━━ TRECHO DO TEXTO
Recordar e Repetir, é Elaborar
Naquela tarde do ano de 1952, o padre jesuíta convidado para pregador do retiro espiritual, estava no púlpito refletindo sobre a eternidade. A frase dita por ele e que gravei foi mais ou menos assim: “— mais um ano a cair no oceano da eternidade. Estará essa gota de tempo pura de todo pecado meu? Que coisa fiz por Deus e por minh’ alma durante este tempo?”
Refletir sobre essas abstrações era deveras complicado e difícil para uma menina, num colégio de freiras, longe de seus pais, de sua casa, de seus namoradinhos.
Subentendia que o jesuíta estava falando de pecado, de proibições, pois era corriqueiro falar sobre essas coisas naquela época de tanta ingenuidade, mas que as irmãs insistiam em pecaminar. Conhecia as palavras e sabia o era gota, o que era oceano, o que era tempo e que eternidade era uma palavra que aparecia muito no missal Goffiné, mas as metáforas não entendia! Até hoje fico realmente intimidada em lembrar-me dessa situação e, principalmente, pela explicação que o jesuíta deu depois.
No pátio interno do Colégio Nossa Senhora do Patrocínio, em Itu, naquela época, existia uma imponente mangueira (até hoje está lá!), plantada pela Irmã Angelina Achard em 1860, uma das primeiras irmãs vindas de Chambèry, na França, talvez para imortalizá-las, na eternidade, apesar da duração muito curta da existência arbórea.
━━━━
━━ TRECHOS DOS ITENS
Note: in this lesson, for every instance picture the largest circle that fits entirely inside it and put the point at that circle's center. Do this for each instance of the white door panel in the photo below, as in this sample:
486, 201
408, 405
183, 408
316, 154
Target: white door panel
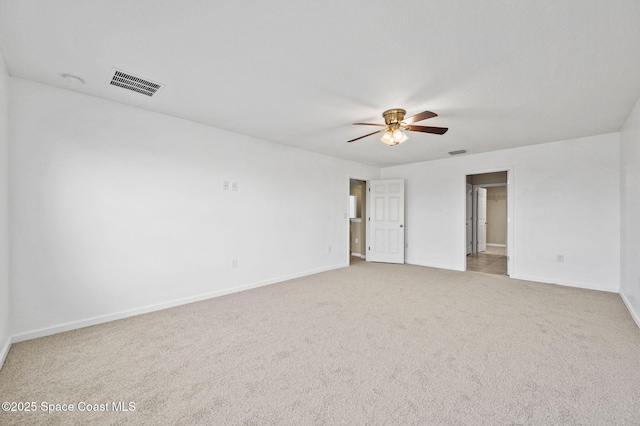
━━━━
EXERCÍCIOS:
1 – No texto sobre o retiro espiritual, por que se subentendia que o jesuíta estava falando de pecado e de proibições?
2 – Reproduza sem nenhuma alteração o trecho do texto sobre o retiro espiritual que começa com as palavras "Recordar e Repetir, é" e termina com "de seus namoradinhos.".
3 – Escreva a continuação do texto sobre o retiro espiritual a partir da última frase apresentada.

RESPOSTAS DAS TAREFAS:
1 – Porque naquela época, de tanta ingenuidade, era corriqueiro falar sobre essas coisas.

2 –
Recordar e Repetir, é Elaborar
Naquela tarde do ano de 1952, o padre jesuíta convidado para pregador do retiro espiritual, estava no púlpito refletindo sobre a eternidade. A frase dita por ele e que gravei foi mais ou menos assim: “— mais um ano a cair no oceano da eternidade. Estará essa gota de tempo pura de todo pecado meu? Que coisa fiz por Deus e por minh’ alma durante este tempo?”
Refletir sobre essas abstrações era deveras complicado e difícil para uma menina, num colégio de freiras, longe de seus pais, de sua casa, de seus namoradinhos.

3 –
Essa mangueira, majestosa, era uma árvore mágica para nós: o diâmetro de seu tronco principal era alcançado por não menos que doze garotas de mãos dadas e mais ou menos a uns quatro metros do solo, saiam onze troncos secundários e, destes, outros tantos.
Sempre brincávamos de abraçá-la, cercando-a. Seus galhos adentravam pelas salas de aula ou pelos janelões do Dormitório dos Santos Anjos, no lado oposto. Não raras vezes, as aulas de latim ou de francês eram acompanhadas pelos gorjeios dos passarinhos que se aninhavam em seus galhos. As meninas choravam muito quando era necessário podar alguns de seus galhos que não tinham vergonha de se adentrar e de se infiltrar em nossa intimidade, como se estivessem atentos, também, a nos vigiar. Nós a tratávamos como gente!
Nunca conseguimos, apesar de sempre tentarmos, subir em seus galhos porque os olhos vigilantes das irmãs sempre nos coibiam e, com certeza, entendíamos o que elas queriam dizer através deles: “— não é um ato de polidez de bom tom meninas educadas subirem em árvores!”. Pobres irmãs! Não poderiam nem imaginar o que esta proibição significaria mais tarde em nossas vidas de mulheres.
As folhas da mangueira eram incontáveis – a foto pode dar uma idéia - e cobriam com sombra quase que o pátio inteiro que tinha cerca de 30 m de largura por 70 ou 80 m de comprimento; alcançava a altura da construção do colégio: o andar térreo, o pátio que ficava a uns 20 lances de escada abaixo do térreo, o primeiro andar e o sótão.
Eu a respeitava como soberana absoluta. Mais que à Notre Mère, como chamávamos a madre superiora, e quantas vezes conversava com a velha mangueira como se fora minha mãe, que estava tão longe, certa de que me propiciava a mais fina educação formal. O meu vínculo com a árvore era de respeito e admiração e, porque não dizer, de certo medo, como se de repente ela tivesse o poder de nos controlar, pois seus galhos e folhas estavam por todos os lados e por todos os cantinhos dos corredores, por onde dávamos asas à nossa imaginação juvenil. Era onipotente, onipresente e onisciente... Era, enfim, os olhos de Deus!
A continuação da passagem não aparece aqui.